Written instruction
Beginning with the line where "For every instance of the fettuccine" appears, restate the lines word for word through the last one in the listing.

Data listing
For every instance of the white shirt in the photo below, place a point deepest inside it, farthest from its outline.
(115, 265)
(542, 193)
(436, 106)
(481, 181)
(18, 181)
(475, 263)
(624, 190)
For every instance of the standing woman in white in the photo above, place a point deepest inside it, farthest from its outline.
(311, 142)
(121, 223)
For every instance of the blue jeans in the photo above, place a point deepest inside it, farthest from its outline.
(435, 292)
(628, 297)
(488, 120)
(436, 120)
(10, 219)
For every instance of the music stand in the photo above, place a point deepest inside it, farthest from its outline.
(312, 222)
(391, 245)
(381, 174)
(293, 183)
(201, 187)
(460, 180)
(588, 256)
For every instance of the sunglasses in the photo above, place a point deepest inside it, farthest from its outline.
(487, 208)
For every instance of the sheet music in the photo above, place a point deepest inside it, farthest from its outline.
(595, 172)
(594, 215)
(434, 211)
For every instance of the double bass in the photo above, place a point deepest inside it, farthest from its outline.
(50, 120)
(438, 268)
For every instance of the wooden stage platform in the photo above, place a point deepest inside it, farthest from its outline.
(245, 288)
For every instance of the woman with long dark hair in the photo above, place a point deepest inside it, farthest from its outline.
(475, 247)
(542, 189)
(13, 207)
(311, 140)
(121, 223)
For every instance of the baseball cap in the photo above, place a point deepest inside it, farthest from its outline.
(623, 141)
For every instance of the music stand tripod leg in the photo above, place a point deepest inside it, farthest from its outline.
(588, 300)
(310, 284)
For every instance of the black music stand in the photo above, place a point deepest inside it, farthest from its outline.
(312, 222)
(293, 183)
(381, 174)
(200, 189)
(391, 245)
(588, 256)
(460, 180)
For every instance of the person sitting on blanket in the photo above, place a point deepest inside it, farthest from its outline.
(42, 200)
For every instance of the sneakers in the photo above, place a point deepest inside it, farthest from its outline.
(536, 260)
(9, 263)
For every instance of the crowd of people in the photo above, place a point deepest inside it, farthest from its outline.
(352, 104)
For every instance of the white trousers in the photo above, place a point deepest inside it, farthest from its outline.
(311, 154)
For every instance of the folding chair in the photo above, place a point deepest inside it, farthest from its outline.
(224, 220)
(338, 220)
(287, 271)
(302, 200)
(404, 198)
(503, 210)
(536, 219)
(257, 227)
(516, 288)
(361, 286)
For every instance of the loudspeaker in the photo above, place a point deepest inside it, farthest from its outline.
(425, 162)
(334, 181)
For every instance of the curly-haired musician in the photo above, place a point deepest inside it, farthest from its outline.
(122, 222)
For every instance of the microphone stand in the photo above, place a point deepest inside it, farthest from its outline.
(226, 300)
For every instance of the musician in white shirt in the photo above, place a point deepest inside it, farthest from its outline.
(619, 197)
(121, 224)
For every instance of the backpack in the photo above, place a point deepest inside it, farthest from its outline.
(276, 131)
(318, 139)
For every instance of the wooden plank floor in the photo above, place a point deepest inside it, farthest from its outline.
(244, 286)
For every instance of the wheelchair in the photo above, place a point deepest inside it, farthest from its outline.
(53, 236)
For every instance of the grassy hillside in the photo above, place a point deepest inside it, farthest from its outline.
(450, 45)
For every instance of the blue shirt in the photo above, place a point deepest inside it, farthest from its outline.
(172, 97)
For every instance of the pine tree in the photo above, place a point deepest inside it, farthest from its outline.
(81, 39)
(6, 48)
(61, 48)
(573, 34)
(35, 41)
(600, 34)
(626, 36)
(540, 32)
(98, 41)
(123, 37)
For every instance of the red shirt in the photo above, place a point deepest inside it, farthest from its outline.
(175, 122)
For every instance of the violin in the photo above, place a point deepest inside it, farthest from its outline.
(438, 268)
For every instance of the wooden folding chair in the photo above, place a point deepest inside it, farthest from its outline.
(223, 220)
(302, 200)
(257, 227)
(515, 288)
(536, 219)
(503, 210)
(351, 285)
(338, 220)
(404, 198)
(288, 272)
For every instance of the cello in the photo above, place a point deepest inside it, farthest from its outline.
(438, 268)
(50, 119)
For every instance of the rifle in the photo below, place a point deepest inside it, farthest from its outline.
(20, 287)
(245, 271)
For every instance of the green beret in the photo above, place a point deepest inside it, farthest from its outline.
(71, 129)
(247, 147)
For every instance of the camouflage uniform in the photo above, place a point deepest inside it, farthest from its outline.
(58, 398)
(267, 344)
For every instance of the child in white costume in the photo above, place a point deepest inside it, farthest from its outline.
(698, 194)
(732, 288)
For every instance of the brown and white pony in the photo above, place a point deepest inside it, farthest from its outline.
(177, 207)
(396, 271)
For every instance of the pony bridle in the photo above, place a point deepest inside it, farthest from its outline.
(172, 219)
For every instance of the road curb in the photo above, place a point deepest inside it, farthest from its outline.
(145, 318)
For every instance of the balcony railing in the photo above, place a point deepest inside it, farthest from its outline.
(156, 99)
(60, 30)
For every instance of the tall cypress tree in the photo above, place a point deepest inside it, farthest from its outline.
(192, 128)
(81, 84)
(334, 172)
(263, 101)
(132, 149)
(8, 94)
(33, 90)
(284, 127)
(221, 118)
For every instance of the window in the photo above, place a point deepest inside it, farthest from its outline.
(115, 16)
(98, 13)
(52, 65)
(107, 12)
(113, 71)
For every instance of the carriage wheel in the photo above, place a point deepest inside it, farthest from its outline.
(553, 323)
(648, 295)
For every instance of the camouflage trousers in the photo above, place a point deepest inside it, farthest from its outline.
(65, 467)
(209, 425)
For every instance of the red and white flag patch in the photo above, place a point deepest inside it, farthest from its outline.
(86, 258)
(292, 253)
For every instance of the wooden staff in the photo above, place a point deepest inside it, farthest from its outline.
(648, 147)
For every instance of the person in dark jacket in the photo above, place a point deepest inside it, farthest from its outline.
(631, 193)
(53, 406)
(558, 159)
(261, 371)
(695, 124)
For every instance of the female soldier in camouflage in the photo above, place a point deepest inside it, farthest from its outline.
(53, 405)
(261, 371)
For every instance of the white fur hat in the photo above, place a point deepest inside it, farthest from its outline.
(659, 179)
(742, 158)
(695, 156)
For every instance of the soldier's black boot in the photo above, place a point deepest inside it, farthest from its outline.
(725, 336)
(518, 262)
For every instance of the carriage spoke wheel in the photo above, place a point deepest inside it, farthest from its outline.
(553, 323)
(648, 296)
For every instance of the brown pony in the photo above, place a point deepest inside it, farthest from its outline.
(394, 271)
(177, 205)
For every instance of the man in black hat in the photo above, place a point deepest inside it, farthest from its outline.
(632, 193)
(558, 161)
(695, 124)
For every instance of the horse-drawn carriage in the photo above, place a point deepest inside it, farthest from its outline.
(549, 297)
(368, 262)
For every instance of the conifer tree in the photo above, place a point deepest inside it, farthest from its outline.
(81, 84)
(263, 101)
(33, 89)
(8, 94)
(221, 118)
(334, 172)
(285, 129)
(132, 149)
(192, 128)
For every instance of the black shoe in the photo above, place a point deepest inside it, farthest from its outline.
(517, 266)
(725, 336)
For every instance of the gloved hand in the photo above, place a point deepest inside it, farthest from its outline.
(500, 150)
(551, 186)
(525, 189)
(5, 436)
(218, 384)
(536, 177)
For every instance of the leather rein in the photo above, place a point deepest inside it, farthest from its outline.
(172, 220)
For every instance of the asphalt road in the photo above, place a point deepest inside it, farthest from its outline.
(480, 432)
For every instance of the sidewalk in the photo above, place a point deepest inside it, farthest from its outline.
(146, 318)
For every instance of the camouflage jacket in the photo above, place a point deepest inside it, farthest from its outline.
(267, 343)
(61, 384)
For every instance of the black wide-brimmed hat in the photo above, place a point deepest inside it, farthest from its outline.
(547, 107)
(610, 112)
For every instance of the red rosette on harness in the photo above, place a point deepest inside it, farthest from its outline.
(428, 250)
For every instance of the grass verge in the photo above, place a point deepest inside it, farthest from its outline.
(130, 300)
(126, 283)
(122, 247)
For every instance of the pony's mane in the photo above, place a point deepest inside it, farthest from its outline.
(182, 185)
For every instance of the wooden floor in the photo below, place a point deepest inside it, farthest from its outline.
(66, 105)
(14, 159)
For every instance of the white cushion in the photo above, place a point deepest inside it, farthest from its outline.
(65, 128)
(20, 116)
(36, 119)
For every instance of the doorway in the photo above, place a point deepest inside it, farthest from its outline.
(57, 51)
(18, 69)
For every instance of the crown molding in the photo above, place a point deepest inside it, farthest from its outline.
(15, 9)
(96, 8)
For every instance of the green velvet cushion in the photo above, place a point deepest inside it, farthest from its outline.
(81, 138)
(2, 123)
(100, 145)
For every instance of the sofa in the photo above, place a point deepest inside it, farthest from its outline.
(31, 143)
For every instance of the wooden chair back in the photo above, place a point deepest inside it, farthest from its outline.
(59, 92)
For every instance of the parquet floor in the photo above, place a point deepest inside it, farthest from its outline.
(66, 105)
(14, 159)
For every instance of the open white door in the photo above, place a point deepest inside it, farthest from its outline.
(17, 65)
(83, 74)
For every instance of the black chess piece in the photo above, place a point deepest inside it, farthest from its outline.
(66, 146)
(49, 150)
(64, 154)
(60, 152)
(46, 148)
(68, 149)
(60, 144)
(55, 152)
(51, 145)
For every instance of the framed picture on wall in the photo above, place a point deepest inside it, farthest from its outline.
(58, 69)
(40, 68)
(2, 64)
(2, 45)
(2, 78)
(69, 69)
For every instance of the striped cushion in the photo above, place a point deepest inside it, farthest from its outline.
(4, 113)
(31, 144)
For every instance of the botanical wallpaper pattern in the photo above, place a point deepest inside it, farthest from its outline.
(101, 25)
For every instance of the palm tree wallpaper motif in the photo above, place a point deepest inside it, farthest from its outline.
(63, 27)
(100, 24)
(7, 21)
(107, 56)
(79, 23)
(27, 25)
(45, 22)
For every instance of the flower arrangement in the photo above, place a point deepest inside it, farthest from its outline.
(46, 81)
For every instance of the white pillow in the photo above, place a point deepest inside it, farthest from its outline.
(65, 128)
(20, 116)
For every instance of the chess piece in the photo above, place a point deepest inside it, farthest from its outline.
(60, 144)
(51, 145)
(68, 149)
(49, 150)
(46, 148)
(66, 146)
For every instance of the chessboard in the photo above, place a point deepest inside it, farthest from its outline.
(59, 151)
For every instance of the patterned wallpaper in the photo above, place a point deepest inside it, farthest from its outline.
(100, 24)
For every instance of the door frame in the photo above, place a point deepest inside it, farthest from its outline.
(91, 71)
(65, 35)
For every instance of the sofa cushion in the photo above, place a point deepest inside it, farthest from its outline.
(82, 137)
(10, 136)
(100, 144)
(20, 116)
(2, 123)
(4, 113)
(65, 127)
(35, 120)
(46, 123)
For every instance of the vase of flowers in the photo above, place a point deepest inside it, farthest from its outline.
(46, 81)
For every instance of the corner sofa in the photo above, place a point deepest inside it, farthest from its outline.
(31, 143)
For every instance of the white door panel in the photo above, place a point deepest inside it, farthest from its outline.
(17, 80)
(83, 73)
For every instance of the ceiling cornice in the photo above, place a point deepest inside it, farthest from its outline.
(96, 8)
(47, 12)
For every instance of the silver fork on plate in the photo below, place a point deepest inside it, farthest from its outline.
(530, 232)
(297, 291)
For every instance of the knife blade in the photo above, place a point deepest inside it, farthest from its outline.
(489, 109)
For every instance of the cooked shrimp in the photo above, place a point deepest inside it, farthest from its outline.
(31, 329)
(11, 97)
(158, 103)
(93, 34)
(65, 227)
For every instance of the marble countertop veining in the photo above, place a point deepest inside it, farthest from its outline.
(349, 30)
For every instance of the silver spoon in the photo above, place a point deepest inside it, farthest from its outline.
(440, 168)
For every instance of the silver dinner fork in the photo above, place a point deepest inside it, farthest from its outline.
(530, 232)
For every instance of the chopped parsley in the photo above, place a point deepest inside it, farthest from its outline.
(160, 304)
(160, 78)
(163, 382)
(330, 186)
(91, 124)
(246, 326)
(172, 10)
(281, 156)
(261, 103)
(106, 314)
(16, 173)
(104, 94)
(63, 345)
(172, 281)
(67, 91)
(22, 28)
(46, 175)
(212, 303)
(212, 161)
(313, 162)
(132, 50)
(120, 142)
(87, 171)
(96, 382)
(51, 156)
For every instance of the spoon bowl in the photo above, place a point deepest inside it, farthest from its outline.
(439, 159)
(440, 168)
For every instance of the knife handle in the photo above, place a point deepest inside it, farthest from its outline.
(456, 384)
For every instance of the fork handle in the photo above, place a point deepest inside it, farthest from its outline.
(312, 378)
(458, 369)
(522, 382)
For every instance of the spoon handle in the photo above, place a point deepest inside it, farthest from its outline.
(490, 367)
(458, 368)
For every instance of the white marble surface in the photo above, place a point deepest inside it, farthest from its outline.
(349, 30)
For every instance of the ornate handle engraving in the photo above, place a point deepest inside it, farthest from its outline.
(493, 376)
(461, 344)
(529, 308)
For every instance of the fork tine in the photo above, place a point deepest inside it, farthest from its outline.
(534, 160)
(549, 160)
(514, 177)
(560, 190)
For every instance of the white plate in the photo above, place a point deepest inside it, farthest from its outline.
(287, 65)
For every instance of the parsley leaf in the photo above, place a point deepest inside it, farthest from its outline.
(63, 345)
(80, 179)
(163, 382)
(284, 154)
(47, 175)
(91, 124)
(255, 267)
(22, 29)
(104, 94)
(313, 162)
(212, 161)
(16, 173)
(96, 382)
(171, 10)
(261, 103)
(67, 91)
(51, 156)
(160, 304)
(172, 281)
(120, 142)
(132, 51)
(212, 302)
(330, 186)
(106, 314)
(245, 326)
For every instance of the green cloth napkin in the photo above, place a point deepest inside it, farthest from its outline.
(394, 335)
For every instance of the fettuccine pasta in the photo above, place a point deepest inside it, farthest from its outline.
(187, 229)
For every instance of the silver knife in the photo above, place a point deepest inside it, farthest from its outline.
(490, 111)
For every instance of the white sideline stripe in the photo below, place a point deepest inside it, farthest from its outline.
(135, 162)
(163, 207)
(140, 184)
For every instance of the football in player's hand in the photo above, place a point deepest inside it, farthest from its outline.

Exercise result
For every instance of the fettuccine pasta in the photo above, place a point deepest inside it, farthest from its outline.
(187, 229)
For every instance of the silver knife in the photo above, place a point deepest inside it, farthest from its outline.
(490, 111)
For every instance of the white sideline stripe in the photo below, place a point deepest inside it, farthest from its outline.
(135, 162)
(163, 207)
(140, 184)
For every instance of the football in player's hand in the photo above, place a point deepest inside it, farthest from its outline.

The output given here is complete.